— RECORDS FOR THE TASK —
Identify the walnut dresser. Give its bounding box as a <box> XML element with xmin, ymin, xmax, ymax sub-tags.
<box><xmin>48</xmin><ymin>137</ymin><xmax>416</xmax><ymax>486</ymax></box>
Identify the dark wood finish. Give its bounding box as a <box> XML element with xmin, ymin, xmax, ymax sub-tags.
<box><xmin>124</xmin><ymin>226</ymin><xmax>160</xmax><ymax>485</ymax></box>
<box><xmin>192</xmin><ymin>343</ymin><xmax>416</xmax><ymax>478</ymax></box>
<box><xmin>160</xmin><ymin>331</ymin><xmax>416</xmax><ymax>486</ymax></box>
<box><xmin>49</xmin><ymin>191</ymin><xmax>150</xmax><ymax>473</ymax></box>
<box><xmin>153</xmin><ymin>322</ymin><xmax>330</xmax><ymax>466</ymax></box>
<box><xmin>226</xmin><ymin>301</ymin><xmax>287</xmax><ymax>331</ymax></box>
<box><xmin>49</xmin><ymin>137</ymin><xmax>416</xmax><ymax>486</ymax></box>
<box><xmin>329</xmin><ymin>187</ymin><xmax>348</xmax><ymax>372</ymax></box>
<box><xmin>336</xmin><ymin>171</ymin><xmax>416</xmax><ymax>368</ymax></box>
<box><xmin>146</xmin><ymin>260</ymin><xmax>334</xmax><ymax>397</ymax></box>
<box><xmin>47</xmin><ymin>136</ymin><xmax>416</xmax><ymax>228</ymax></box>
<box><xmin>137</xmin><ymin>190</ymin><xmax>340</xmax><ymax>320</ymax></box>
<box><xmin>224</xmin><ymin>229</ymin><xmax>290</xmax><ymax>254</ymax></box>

— YOUR GOAL —
Report every line of the material above that contains the word "with", copying each such line in full.

— SOLVED PROBLEM —
Identify the walnut dresser. Give its bounding box as a <box> XML element with xmin, ymin, xmax, ymax sub-tags.
Identify the dark wood finish. Give its bounding box as a <box> XML element with xmin, ymin, xmax, ymax sub-tags.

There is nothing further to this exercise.